Moving soon? That probably means you’ll need movers and storage. (Hint, hint: Bellhops has you covered on the movers front.) If you’re like most Americans, you have a lot of stuff. Many of us have so much stuff, in fact, that we find ourselves needing to rent storage units to accommodate it all. Not surprisingly, the self storage industry is growing by leaps and bounds.

According to data collected by the Self Storage Association, there are a handful of large storage companies—and scores of smaller, independent ones—currently operating more than 54,000 self-storage facilities across the United States.

Ready for some storage statistics? Here you go:

Roughly 9.5 percent of U.S. households currently rent a storage unit—up from 6 percent in 1995. Some 68 percent of those renting units live in single-family households, while 27 percent live in apartments or condos. Approximately 65 percent of all self storage renters have a garage, but still rent a unit. Some 47 percent of renters have an attic in their home, while 33 percent have a basement. More than 30 percent of those renting a storage unit will do so for more than two years.

Some people utilize self-storage facilities because they need a safe place to stow prized collectibles, heirlooms, or extra pieces of furniture. Others are downsizing their homes and don’t want to get rid of the things that won’t fit. Still more are starting families and need to make extra room for their kids. Millions of people are simply overwhelmed with everything they’ve accumulated and, even after donating stuff, they need to put some of it in storage while the figure out how they’re going to pare things down. Roughly 10 percent of those using storage units rent them while they’re serving in the military.

## Extracted entries
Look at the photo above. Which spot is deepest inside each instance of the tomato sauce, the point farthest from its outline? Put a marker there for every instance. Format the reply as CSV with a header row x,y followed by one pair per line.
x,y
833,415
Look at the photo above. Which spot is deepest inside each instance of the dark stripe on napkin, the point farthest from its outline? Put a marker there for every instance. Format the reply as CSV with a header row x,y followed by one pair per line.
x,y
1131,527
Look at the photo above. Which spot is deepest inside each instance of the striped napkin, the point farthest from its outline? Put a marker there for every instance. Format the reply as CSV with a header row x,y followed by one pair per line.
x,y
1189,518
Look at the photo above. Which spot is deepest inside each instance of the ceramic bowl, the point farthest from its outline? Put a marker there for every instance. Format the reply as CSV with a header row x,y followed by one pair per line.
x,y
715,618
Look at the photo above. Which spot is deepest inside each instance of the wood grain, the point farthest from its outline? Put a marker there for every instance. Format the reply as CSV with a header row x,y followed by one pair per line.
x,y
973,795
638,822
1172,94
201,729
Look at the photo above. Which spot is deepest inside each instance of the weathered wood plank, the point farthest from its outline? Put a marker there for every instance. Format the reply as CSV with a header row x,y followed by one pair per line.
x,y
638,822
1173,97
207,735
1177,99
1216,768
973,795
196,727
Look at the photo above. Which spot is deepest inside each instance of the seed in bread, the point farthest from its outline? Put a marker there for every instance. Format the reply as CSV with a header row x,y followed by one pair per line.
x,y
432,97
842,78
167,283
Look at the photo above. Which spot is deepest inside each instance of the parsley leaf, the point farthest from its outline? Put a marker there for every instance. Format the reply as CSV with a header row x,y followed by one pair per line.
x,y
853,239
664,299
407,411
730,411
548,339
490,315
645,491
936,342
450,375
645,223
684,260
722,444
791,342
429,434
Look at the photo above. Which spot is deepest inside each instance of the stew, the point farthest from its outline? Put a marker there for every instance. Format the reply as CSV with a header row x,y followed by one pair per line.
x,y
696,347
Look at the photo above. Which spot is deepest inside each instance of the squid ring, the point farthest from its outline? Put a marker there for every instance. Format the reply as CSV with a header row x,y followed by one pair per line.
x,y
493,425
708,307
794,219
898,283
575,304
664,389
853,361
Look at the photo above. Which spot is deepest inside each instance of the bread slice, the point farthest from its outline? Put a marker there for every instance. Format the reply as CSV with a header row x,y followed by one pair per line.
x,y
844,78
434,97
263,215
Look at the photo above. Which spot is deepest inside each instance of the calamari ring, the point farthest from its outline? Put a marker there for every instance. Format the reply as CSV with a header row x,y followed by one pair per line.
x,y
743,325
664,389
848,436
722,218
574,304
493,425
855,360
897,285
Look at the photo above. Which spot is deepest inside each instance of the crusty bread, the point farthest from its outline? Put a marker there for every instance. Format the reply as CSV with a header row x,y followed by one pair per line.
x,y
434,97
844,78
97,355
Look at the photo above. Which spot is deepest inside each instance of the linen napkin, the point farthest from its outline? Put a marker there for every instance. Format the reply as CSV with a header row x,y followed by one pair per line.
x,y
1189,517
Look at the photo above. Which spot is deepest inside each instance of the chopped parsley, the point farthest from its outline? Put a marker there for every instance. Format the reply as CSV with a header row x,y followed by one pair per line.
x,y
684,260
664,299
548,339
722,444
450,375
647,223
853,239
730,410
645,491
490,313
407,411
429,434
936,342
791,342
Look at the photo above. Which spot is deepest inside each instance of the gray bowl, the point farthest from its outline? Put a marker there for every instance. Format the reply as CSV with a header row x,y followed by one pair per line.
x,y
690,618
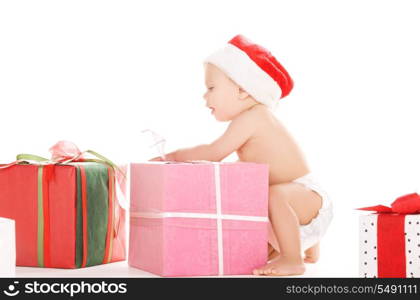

## Work to complete
Copy the passage on self storage from "According to data" to "the United States.", swapping "handful" for "few".

## Task response
According to data collected by the Self Storage Association, there are a few of large storage companies—and scores of smaller, independent ones—currently operating more than 54,000 self-storage facilities across the United States.